Please copy these lines of the data below without any change, beginning at the line that contains "Step 1: study the image. Step 2: locate every black" and stopping after the line that contains "384,0,526,321".

_PROVIDED RECORDS:_

○ ○ ○ ○

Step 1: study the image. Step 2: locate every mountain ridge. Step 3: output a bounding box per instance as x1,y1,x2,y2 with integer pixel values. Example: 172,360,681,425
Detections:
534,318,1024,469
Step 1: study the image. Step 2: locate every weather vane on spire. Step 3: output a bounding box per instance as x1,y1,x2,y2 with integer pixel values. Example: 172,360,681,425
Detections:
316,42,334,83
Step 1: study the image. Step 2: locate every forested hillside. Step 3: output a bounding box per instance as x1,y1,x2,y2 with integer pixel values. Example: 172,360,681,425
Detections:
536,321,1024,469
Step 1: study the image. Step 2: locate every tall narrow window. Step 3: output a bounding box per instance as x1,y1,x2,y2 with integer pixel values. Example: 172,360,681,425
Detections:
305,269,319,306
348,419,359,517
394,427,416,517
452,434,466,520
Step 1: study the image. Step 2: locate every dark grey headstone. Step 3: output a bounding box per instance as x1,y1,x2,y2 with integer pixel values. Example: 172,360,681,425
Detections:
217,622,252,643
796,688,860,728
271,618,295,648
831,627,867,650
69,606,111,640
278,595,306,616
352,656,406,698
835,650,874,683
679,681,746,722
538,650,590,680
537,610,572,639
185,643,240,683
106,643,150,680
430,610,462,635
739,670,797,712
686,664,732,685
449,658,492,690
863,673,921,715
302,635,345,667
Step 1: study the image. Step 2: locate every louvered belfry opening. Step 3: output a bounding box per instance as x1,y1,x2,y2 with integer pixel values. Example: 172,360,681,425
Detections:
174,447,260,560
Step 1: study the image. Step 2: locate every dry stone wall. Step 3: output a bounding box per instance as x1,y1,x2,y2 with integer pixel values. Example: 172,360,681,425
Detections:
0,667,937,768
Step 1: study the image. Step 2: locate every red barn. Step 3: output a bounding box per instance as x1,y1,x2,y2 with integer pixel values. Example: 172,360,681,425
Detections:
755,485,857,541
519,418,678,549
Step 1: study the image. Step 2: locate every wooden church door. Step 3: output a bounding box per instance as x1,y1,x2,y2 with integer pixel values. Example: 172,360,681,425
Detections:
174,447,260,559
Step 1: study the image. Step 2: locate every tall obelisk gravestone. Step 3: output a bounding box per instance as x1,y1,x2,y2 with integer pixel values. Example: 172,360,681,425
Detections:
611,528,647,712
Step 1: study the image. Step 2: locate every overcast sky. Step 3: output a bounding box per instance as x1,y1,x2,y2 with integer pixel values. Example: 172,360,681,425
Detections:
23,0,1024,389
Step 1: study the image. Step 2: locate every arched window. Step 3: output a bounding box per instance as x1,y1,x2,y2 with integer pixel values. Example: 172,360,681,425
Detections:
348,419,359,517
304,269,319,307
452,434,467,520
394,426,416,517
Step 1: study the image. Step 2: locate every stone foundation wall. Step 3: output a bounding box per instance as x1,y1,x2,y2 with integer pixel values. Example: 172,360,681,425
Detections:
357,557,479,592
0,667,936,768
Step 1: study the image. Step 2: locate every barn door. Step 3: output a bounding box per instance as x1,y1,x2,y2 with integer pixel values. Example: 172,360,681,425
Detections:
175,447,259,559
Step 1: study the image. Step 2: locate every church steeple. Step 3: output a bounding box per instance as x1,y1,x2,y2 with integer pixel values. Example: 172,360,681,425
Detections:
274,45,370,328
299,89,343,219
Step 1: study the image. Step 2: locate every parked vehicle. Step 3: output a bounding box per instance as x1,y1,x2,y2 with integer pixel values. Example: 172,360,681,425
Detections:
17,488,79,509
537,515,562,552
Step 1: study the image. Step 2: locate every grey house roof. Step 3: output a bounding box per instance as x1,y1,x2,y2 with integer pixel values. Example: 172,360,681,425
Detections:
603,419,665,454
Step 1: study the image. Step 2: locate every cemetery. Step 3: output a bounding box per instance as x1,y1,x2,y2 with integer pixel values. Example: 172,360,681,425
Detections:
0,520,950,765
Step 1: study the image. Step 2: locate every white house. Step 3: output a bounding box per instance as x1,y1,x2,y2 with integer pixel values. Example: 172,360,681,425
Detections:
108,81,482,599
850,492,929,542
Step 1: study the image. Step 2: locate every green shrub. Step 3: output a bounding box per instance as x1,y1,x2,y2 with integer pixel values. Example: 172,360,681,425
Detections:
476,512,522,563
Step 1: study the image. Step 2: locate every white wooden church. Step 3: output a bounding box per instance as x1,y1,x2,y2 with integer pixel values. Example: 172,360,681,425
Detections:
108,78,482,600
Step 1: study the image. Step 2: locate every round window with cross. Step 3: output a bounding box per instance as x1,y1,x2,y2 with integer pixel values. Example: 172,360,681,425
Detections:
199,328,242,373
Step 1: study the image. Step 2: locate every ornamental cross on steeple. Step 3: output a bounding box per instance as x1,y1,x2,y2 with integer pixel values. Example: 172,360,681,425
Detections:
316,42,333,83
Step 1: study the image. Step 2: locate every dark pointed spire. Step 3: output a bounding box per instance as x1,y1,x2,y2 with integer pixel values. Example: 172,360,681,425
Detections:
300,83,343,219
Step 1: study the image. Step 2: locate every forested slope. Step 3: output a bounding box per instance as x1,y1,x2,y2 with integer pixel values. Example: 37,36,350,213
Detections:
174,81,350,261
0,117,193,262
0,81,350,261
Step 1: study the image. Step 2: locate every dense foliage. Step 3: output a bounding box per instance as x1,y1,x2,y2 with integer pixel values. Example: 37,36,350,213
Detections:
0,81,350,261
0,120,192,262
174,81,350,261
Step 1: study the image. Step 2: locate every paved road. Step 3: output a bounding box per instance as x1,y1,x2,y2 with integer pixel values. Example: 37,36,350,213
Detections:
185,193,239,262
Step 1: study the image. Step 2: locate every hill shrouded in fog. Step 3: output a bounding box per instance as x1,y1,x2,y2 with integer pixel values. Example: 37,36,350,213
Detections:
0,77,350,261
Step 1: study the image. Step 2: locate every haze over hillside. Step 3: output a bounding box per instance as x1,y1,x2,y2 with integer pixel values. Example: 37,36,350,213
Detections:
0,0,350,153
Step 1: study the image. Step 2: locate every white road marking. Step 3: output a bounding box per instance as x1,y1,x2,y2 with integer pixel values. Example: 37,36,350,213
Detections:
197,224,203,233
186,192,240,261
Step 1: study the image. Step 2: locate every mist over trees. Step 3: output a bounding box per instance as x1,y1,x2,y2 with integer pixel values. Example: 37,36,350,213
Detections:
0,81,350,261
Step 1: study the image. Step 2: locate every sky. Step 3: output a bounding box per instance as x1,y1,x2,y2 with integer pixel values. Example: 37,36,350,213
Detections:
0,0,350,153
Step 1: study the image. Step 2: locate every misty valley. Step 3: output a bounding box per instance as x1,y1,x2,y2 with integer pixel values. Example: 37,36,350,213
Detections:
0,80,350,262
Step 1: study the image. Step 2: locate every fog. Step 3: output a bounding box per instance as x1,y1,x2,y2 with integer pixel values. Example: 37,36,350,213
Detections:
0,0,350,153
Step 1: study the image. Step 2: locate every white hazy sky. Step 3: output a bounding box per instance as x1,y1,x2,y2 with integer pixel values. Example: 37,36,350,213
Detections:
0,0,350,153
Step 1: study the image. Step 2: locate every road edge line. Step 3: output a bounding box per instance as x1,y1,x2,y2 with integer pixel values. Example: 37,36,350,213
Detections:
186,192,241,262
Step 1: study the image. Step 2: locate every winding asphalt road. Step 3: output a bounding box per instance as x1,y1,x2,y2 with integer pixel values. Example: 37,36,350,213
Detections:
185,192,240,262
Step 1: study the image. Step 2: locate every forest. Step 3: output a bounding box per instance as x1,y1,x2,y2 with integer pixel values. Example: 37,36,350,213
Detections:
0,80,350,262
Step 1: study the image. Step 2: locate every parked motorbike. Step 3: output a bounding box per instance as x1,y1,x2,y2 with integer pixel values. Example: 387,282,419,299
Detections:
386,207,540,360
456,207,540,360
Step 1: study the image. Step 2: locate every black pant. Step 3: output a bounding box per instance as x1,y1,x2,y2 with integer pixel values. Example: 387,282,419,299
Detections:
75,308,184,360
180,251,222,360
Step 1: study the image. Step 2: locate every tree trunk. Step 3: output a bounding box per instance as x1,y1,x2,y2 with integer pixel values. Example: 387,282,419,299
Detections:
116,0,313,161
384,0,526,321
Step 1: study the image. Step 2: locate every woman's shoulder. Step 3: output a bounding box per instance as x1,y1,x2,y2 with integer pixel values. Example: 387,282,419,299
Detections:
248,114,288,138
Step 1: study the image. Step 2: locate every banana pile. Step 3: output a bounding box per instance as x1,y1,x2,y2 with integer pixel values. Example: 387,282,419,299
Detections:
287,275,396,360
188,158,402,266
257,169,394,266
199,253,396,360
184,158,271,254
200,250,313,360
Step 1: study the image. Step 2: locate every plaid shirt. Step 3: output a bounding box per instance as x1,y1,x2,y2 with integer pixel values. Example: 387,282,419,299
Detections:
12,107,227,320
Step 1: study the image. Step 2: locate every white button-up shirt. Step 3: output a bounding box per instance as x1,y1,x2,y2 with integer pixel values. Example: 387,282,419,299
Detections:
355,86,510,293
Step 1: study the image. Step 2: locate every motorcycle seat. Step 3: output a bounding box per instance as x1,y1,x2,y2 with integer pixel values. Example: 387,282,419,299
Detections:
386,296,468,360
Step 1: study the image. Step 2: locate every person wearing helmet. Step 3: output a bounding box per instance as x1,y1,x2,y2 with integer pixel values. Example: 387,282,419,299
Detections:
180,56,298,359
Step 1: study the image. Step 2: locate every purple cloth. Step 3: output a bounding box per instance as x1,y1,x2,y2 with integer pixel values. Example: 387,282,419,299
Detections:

○ ○ ○ ○

_ANSWER:_
Step 1: study the image. Step 2: locate every black pant. Step 3: output a bounding box per instance as x1,y1,x2,y2 with integer pixel values. Example: 387,282,419,299
Detections:
75,308,184,360
180,251,222,360
Step 1: study the image. Step 2: locate every tree trunk. Step 3: output a bounding box per instance as x1,y1,x2,y2 with integer pixel values. Example: 387,282,419,299
Detections:
116,0,313,161
384,0,526,321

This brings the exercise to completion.